WHAT YOU HAVE TO DO
Starting at the beginning of the records and ending at the line that contains "x=128, y=215", write out every line again. Rescale each answer coordinate by multiplying it by 1.4 and rounding to the nearest whole number, with halves rounded up.

══════════════════════════════

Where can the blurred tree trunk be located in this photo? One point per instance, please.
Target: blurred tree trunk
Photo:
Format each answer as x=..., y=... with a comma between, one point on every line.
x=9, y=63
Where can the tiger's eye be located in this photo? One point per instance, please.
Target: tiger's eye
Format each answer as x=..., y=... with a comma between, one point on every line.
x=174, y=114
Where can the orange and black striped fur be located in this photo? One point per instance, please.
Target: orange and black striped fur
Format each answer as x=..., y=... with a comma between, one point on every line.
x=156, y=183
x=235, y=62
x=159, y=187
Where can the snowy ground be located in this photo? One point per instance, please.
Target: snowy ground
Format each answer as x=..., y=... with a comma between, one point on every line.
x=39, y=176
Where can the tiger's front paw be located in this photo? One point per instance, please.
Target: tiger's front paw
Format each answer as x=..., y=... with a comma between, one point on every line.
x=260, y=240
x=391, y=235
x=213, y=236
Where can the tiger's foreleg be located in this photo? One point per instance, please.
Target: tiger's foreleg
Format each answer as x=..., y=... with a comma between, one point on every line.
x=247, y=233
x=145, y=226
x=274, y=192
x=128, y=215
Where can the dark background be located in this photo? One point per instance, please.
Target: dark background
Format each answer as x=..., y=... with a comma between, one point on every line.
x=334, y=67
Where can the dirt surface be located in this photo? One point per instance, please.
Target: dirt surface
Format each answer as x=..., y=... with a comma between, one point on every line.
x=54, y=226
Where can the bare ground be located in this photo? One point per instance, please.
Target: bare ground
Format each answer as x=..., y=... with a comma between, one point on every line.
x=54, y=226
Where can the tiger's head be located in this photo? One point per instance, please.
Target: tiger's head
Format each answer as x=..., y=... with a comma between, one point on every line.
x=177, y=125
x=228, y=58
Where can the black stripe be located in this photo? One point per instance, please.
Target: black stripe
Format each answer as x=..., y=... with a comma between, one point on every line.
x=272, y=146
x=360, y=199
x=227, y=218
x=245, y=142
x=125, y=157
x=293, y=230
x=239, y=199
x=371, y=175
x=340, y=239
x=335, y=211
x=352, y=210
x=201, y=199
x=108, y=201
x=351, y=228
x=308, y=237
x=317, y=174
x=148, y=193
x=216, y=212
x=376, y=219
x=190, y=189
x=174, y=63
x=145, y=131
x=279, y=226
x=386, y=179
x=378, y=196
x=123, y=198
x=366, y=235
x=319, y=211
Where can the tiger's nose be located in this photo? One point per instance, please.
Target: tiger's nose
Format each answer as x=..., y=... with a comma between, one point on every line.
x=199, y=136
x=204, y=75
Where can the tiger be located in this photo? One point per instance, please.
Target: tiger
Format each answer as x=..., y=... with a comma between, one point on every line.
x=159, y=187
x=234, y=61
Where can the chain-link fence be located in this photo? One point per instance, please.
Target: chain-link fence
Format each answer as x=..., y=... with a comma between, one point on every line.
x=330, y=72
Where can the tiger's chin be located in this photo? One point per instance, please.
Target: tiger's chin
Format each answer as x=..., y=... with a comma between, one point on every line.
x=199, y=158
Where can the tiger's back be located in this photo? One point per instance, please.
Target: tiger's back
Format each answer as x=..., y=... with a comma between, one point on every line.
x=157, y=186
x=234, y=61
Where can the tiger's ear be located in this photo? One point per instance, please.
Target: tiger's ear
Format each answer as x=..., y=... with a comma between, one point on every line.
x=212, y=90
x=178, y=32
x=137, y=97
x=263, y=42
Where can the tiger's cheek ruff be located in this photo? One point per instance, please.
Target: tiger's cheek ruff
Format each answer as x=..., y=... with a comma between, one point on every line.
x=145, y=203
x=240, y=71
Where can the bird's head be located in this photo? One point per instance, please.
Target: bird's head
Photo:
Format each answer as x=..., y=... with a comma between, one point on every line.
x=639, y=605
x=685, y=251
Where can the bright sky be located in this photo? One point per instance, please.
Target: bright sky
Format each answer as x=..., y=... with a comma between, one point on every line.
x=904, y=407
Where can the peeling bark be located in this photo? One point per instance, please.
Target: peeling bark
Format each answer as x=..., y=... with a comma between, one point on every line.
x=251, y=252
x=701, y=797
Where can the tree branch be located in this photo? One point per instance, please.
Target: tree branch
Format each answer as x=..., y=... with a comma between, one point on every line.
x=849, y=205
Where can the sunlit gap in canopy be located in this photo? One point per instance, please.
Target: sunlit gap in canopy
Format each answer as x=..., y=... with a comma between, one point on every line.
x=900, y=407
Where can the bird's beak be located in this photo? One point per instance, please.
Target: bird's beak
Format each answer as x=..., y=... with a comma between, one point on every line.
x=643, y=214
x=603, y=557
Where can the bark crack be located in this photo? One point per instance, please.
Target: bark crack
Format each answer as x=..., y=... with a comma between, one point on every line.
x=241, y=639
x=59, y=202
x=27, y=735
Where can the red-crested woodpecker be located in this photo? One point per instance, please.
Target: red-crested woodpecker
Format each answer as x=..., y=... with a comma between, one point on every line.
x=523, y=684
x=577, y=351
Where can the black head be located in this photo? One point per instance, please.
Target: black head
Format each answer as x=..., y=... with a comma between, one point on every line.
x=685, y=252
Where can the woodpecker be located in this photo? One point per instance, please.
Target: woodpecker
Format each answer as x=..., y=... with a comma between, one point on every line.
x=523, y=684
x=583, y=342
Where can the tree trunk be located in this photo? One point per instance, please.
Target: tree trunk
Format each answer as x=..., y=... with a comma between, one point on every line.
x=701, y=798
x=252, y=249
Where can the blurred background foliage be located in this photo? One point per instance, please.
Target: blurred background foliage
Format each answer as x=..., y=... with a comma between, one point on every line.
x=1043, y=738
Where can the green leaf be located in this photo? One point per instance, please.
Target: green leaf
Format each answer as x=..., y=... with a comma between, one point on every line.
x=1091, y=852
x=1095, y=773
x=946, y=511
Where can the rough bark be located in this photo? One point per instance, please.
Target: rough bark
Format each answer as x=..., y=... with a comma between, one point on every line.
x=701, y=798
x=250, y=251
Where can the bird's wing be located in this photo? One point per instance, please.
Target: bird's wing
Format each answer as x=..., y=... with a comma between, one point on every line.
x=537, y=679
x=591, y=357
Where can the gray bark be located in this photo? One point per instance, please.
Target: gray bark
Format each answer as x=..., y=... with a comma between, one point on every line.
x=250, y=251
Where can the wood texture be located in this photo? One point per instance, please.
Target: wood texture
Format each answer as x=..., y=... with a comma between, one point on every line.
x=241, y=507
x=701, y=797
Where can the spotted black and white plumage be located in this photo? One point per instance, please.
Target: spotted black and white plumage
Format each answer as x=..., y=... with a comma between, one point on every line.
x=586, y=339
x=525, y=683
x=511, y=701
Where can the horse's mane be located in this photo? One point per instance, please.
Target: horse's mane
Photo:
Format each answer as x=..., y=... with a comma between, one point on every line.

══════════════════════════════

SOLUTION
Where can the blurred tree trunk be located in this photo? One point per instance, please.
Target: blurred tree trunk
Photo:
Format each answer as x=..., y=... with a comma between, one point on every line.
x=13, y=88
Where can the tiger's eye be located in this photo? One point per instance, please.
Target: tiger's eye
Format each answer as x=..., y=... with a comma between, one point on every line.
x=244, y=160
Where can the orange and black striped fur be located in this photo? One point per instance, please.
Target: orange and black striped fur
Format each answer as x=..., y=... with a comma between, one point on every line.
x=218, y=256
x=329, y=87
x=223, y=262
Where can the snowy ground be located in this photo? One point per instance, please.
Target: snowy ground
Format each answer as x=..., y=... with a comma between, one point on every line.
x=55, y=246
Where can the tiger's front paw be located in this photo? One point per instance, please.
Target: tiger's front paw
Format each answer as x=..., y=... with a comma between, one point on every line.
x=364, y=336
x=547, y=329
x=298, y=330
Where can the tiger's foreleg be located in this photo? One point per instance, please.
Target: tiger's foreleg
Format each answer as x=..., y=... with a comma between, one point on every line.
x=346, y=326
x=203, y=316
x=384, y=269
x=179, y=301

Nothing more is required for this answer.